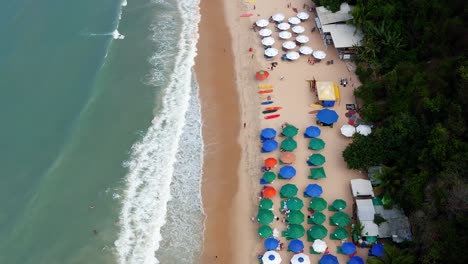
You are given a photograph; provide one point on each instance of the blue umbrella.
(287, 172)
(356, 260)
(268, 133)
(269, 146)
(348, 248)
(328, 259)
(327, 116)
(377, 250)
(313, 190)
(271, 243)
(296, 246)
(312, 131)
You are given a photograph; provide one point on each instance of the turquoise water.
(73, 102)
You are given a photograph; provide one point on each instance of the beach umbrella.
(348, 248)
(268, 41)
(300, 258)
(269, 145)
(319, 246)
(317, 173)
(302, 39)
(285, 35)
(289, 44)
(262, 23)
(287, 172)
(348, 130)
(265, 231)
(294, 203)
(298, 29)
(318, 204)
(316, 159)
(269, 176)
(340, 219)
(364, 130)
(312, 132)
(317, 232)
(271, 243)
(327, 116)
(269, 192)
(287, 157)
(319, 55)
(318, 218)
(271, 257)
(328, 259)
(265, 217)
(377, 250)
(266, 203)
(283, 26)
(294, 20)
(288, 190)
(295, 217)
(340, 233)
(289, 131)
(306, 50)
(265, 32)
(296, 246)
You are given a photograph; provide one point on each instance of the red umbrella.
(261, 75)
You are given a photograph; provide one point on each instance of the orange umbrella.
(287, 157)
(270, 162)
(269, 192)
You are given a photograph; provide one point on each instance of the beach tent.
(296, 246)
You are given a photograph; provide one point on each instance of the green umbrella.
(294, 203)
(317, 173)
(340, 219)
(289, 144)
(295, 231)
(266, 203)
(288, 190)
(295, 217)
(265, 231)
(269, 176)
(264, 216)
(317, 232)
(340, 233)
(318, 204)
(289, 131)
(316, 159)
(318, 218)
(316, 144)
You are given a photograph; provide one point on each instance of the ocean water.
(101, 147)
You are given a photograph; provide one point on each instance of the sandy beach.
(233, 160)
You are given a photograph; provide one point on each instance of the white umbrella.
(268, 41)
(318, 54)
(265, 32)
(302, 15)
(289, 44)
(298, 29)
(293, 55)
(348, 130)
(271, 52)
(285, 35)
(294, 20)
(283, 26)
(302, 39)
(278, 17)
(319, 246)
(271, 257)
(306, 50)
(364, 130)
(300, 258)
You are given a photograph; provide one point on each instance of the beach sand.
(231, 178)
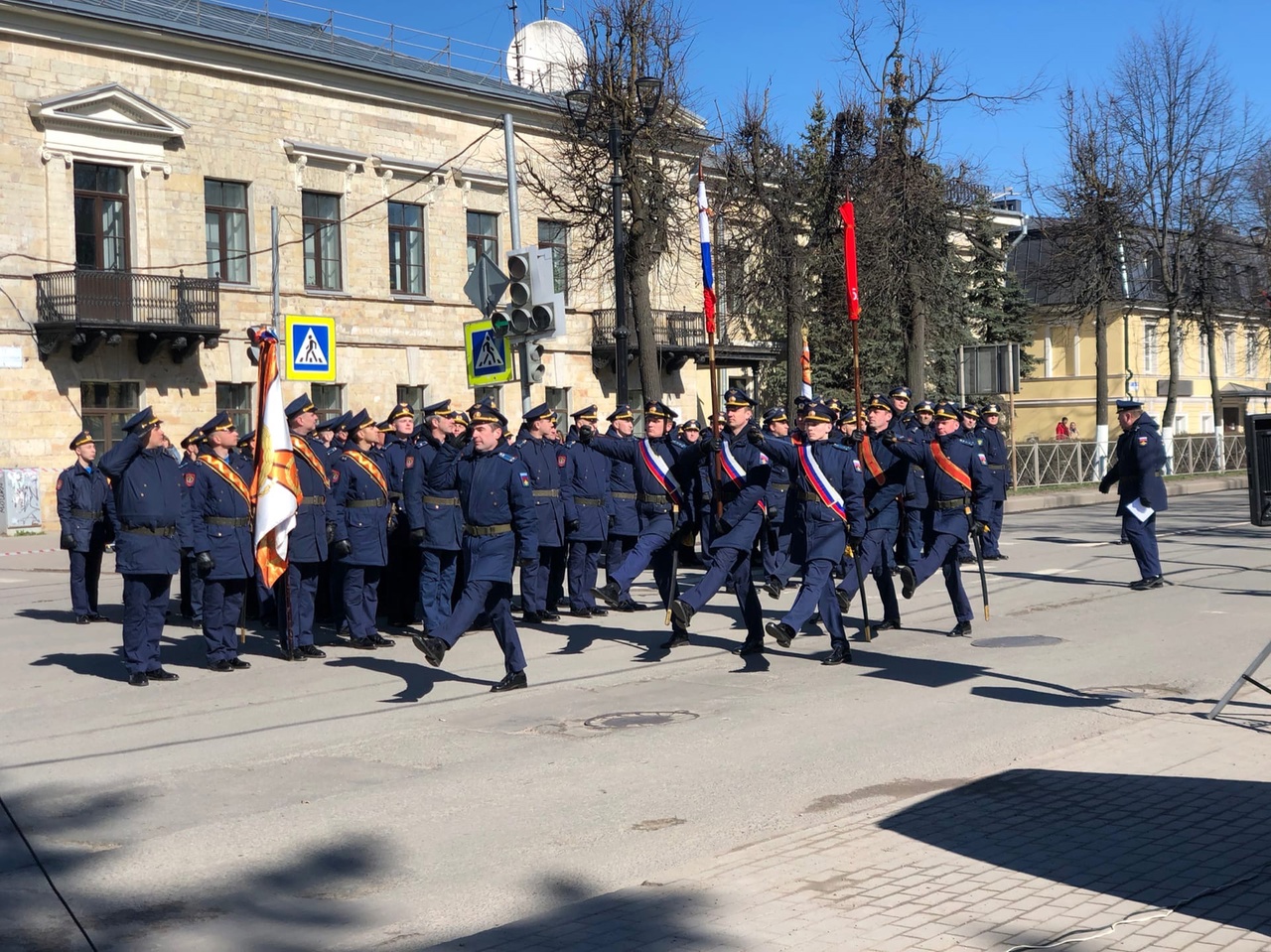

____________________

# [Votre tâche]
Mettez à jour les items depuis la ligne contenant « the beach tent. » jusqu'à la fin, ces deux bornes comprises, en remplaçant « photograph » par « image » sans rien changer d'autre. Omettez les images dans votre réponse.

# [Tâche réalisée]
You are given a image; provide one point on each instance of the beach tent.
(296, 246)
You are given a image; provide one point on each instance of the green umbrella.
(294, 203)
(317, 173)
(340, 219)
(289, 144)
(295, 231)
(266, 203)
(288, 190)
(295, 217)
(265, 231)
(269, 176)
(264, 216)
(317, 232)
(340, 233)
(318, 204)
(289, 131)
(316, 159)
(318, 218)
(316, 144)
You are given a image; provide one point on each instance of the ocean water.
(101, 147)
You are given a image; provide one point on each instance of the sandy beach.
(233, 160)
You are given a image; provide one point on each instance of the white umbrella.
(268, 41)
(318, 54)
(265, 32)
(302, 15)
(289, 44)
(298, 29)
(293, 55)
(348, 130)
(271, 52)
(285, 35)
(294, 20)
(283, 26)
(302, 39)
(278, 17)
(319, 246)
(271, 257)
(306, 50)
(364, 130)
(300, 258)
You are given a image; provide one point on each instance of the beach sand.
(231, 178)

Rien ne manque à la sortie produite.